▶ **WHAT THE EXERCISE ASKS**
Rewrite the stretch of material from its start through the line containing "box: [259, 41, 385, 173]", substituting "bounding box" for "box" and leaving everything else unchanged. Leave the pictures out of your answer.

▶ **MATERIAL PROVIDED**
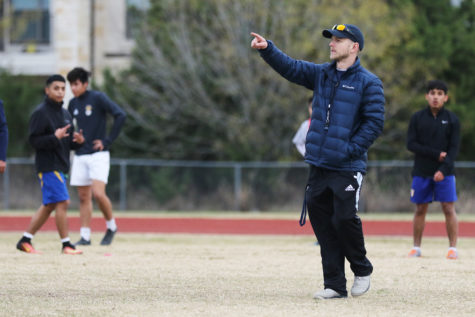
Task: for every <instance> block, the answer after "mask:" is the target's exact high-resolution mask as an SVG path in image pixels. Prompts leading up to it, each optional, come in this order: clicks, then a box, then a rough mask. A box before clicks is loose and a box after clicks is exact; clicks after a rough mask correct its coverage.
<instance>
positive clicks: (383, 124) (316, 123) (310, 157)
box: [259, 41, 385, 173]
mask: <svg viewBox="0 0 475 317" xmlns="http://www.w3.org/2000/svg"><path fill="white" fill-rule="evenodd" d="M259 53H260V54H261V56H262V58H263V59H264V60H265V61H266V62H267V63H268V64H269V65H270V66H271V67H272V68H274V70H275V71H277V72H278V73H279V74H280V75H282V76H283V77H284V78H286V79H288V80H289V81H291V82H293V83H296V84H298V85H302V86H304V87H307V88H308V89H311V90H312V91H313V92H314V93H313V113H312V120H311V123H310V128H309V131H308V134H307V140H306V154H305V161H306V162H307V163H309V164H312V165H314V166H318V167H322V168H327V169H332V170H341V171H357V172H361V173H365V172H366V161H367V151H368V148H369V147H370V145H371V144H372V143H373V142H374V140H376V138H377V137H378V136H379V135H380V134H381V132H382V131H383V125H384V103H385V99H384V92H383V84H382V83H381V80H380V79H379V78H378V77H377V76H375V75H374V74H372V73H370V72H369V71H367V70H366V69H365V68H363V67H362V66H361V65H360V62H359V59H357V60H356V62H355V63H354V64H353V65H352V66H351V67H350V68H349V69H348V70H347V71H346V72H345V73H344V74H343V75H342V76H341V78H340V80H338V77H337V71H336V63H335V62H333V63H325V64H314V63H310V62H306V61H300V60H295V59H292V58H290V57H289V56H287V55H285V54H284V53H283V52H282V51H280V50H279V49H278V48H277V47H276V46H275V45H274V44H273V43H272V41H268V47H267V48H266V49H264V50H260V51H259Z"/></svg>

▶ **EXERCISE SOLUTION**
Task: for every <instance> block, the answer after "mask:" is the target's exact high-resolution mask as an SVG path in image pixels. Prompts leading up to it, each optional, come in this order: clicks, then a bounding box, then a rough mask. A bounding box before clicks is loose and a bounding box after clicks is exact; clicks after a rough mask correct its coverage.
<instance>
positive clicks: (383, 124) (316, 123) (310, 157)
bounding box: [259, 41, 385, 173]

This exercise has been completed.